* Selected passage

"""

A beautiful thick layer of mulch is the best thing for any tree. It retains moisture, keeps the soil temperature even and most importantly as it decays it breaks down to feed your tree. The best idea when you select you mulch each year is to choose something different from the previous year. This will create different particle sizes that break down at different rates as well each type of mulch will contain different nutrients. I find that by laying down newspaper a minimum of 8 sheets thick around my trees under the mulch also helps to keep invasive weeds like kikuyu grass at bay, (for a little while at least). It also recycles my old newspaper pile into worm food, you can check with your local paper as to the type of ink that they use if you are concerned.

As far as my orchard goes now there is only one last thing to be done and that is decided on how best to guard against fruit fly? And I may also have to do something about netting individual trees this year. I certainly won’t have time to net the whole orchard this time so individual methods look like the go for now.
Would love to hear what others are doing in their orchards and veggie gardens for the coming new growing season.
Life is what happens to you while you're busy making other plans.
- John Lennon

jessicanorris
Posts: 17
Joined: Thu Sep 17, 2009 4:07 pm

Re: Preparing for Spring

Postby jessicanorris » Fri Sep 18, 2009 2:37 pm

We've just put some new fruit trees into our yard, going for an espaliered approach to maximise the space down the side of our driveway. We have two apple trees: Pink Lady and a Gala, a peach tree and one of those double grafted plums (I can't remember the two varieties, however). We netted them individually because the Pink Lady was decimated by a possum with its first spring growth, and is seriously set back. We just used bird netting you can buy from Bunnings (I think about $6.50 for 4m x4m). This covered most of the trees because they are on espalier frames, and therefore pretty flat! We're planning to cover the whole lot with the bird netting, now, so we can get inside and weed, etc. as the black net is quite unobtrusive, and the trees march quite soldierly down the fenceline, so the frames are already there.

We're planning to remove the grass from around the fruit trees and replace it with Lucerne and flowers to attract good bugs (like Queen Anne's Lace and Alyssum, etc.), but we have to paint our nursery (the indoor type) first!

As for the rest of the garden, my daily patrol is turning up all sorts of scale and sooty mould growth on the old established plants (we moved to this house in June). Lots to do still in terms of getting on top of these pests, but happily our new veggie beds and fruit trees are doing well so far! Cross fingers.

-jess

minnie
Posts: 2700
Joined: Sat Mar 15, 2008 9:23 am
Location: Alice, West of Casino, NSW
Contact:

Re: Preparing for Spring

Postby minnie » Fri Sep 18, 2009 6:54 pm

Hi Jess,

Watch the black netting it can trap birds and other creatures in it... I know people who get it to trap brown snakes and the snakes get caught and can't get out... but it's a shame when they catch the black as they eat the young brown.

Where are you?

Possums are clever, I think there's an organic product to keep possums off things? I know one of ours (released on our property) got a thing for spuds and very nicely pulled each one out and ate it. She loved mangoes as well so I got the bags from www.greenharvest.com.au and I bag what we want and leave the rest for the possums and birds. ;)

"""

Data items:
"""

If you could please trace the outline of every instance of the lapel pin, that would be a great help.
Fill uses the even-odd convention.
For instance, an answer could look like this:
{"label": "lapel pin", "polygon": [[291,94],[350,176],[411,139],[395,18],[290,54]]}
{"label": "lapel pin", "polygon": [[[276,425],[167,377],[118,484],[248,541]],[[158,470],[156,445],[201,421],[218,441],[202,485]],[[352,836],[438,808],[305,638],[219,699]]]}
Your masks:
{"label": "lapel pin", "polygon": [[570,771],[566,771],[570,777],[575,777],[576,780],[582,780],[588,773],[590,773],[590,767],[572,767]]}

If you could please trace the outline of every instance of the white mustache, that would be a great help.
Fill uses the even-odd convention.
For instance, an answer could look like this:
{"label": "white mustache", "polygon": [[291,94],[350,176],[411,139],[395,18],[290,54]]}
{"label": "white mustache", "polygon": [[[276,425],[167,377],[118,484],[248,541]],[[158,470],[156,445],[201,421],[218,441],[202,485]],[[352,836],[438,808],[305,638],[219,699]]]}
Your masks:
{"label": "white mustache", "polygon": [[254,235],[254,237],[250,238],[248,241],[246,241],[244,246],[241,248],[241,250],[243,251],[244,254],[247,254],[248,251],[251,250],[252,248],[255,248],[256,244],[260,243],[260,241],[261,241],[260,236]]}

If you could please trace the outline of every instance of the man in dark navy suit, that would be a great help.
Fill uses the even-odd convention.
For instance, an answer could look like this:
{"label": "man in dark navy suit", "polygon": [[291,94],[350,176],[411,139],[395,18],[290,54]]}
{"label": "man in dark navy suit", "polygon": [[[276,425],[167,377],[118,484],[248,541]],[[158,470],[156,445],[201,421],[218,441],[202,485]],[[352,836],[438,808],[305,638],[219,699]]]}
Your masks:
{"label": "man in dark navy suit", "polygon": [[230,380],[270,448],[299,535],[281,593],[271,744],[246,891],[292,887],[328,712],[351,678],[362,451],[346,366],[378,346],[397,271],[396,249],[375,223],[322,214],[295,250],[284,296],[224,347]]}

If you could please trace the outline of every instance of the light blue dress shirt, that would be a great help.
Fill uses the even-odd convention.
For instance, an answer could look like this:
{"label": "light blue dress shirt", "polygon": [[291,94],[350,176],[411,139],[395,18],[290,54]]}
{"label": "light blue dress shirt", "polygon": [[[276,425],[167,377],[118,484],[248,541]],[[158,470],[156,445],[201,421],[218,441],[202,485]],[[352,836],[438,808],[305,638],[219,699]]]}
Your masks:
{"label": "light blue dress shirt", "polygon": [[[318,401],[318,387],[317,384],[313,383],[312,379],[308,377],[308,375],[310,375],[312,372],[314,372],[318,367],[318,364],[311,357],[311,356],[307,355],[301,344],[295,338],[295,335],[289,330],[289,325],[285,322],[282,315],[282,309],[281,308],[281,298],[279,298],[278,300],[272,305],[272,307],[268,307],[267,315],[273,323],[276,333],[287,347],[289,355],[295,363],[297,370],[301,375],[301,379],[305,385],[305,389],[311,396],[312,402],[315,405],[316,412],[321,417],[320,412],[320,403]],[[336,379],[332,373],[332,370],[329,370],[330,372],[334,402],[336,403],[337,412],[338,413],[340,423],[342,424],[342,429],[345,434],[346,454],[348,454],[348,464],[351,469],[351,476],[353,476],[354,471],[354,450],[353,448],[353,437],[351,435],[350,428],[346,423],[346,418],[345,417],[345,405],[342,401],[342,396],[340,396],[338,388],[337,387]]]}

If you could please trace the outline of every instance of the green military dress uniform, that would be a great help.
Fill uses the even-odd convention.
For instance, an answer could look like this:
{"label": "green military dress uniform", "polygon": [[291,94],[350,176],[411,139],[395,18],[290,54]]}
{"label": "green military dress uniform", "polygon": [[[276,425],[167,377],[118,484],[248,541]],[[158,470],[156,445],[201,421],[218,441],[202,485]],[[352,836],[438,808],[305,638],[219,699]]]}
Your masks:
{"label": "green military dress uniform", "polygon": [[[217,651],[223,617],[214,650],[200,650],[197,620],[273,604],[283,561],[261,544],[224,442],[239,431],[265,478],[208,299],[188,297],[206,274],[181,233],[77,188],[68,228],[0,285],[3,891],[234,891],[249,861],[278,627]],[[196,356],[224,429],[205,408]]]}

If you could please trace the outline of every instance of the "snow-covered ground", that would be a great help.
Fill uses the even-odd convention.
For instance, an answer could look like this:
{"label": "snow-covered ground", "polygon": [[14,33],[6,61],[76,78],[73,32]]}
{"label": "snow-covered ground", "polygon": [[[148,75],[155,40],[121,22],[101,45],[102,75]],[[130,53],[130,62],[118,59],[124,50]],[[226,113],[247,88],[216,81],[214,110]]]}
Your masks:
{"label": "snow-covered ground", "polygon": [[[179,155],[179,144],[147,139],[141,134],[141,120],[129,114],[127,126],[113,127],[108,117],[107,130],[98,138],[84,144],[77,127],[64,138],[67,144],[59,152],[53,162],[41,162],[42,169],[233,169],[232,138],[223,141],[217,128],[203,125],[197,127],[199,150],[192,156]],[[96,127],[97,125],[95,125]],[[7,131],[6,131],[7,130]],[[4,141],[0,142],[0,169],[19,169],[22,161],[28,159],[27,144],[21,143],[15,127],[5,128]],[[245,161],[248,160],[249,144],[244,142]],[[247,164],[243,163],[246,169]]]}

"""

* Exercise
Carry on the forum thread about preparing orchards and gardens for spring, beginning after its final sentence.

* Written response
:D
Vicki

jessicanorris
Posts: 17
Joined: Thu Sep 17, 2009 4:07 pm

Re: Preparing for Spring

Postby jessicanorris » Mon Sep 21, 2009 10:07 am

Hi Minnie,

We're in Berowra, and the possums and wallabies here are a little voracious! The second day after we'd moved in they had eaten the tahitian lime to within an inch of its life! (It is in a pot, and otherwise survived the move well). So we researched possum repellants widely and came to the conclusion that physical barriers were the best. Now we have a fantastic arrangement with an electric possum fence (gives a decent zap, but nothing like a cattle fence). We've constructed a chain-mesh fence through half our yard to keep the chickens out of the veggie beds, and along the top there are three electric wires, basically. Several mornings I've come out and found the middle wire either tangled, or pushed free of the mountings, so we know *something* has been tangling with it. You'd be surprised how many people want us to set up a video ... :)

The orchard trees are outside the fence, though, and we also want to protect against birds eventually, so we're using bird net strung very tightly over our espalier wires. We're planning to do the same to make a tight tent over the whole thing. Apparently that will not entangle the birds, since the net won't be resting against any branches (or so I'm told). I sure hope the snake thing doesn't come into play, considering it is our driveway and front yard! And I'm told my chicken house is snake-proof, but I really don't want to test it out, that's for sure.

minnie
Posts: 2700
Joined: Sat Mar 15, 2008 9:23 am
Location: Alice, West of Casino, NSW
Contact:

Re: Preparing for Spring

Postby minnie » Mon Sep 21, 2009 1:33 pm

Hi Jessica,

Berrowra is a lovely spot (a friend lived there some years back, sadly she had to commute to Paddington each day for work!).

Many people up here (Northern NSW Lismore/Casino/Byron etc) try not to kill the red belly black or black snakes, they're not that aggressive and will readily run when they see you, but they eat the young of the brown who are aggressive. Unfortunately the blacks eat cane toads and in some areas it's decimating them and the brown population is really growing.

We get a good number of the python here and they've eaten chickens... we've had a couple of big carpet snakes came inside, I did worry about my little tonkinese cat who is quite small.

The electric sounds a good idea for the possums, what about rabbits and hare's, do you have any in your area? It's possible that other animals are eating things as well.

We get wallabies in the veggie garden but they don't seem to eat anything we don't want them to, other than corn... so eventually we'll fence with wire netting to keep them out.

We haven't (nor my Mum who has a big lime tree) had any possums eat the limes, or any of the citrus. They do eat the mangoes, and they even eat all the mango and leave a seed hanging by the stem from the tree, now that looks funny. They've eaten other stonefruit and the newly planted spuds as well. So I bag the the fruit, which is good for fruit fly as well. The cattle love the citrus leaves though. ;)

Hmmm maybe a video is needed to see the culprits. :lol:

Remember with bottling tomatoes to add a good tablespoon of high acid lemon (eureka if possible as that has the highest acid).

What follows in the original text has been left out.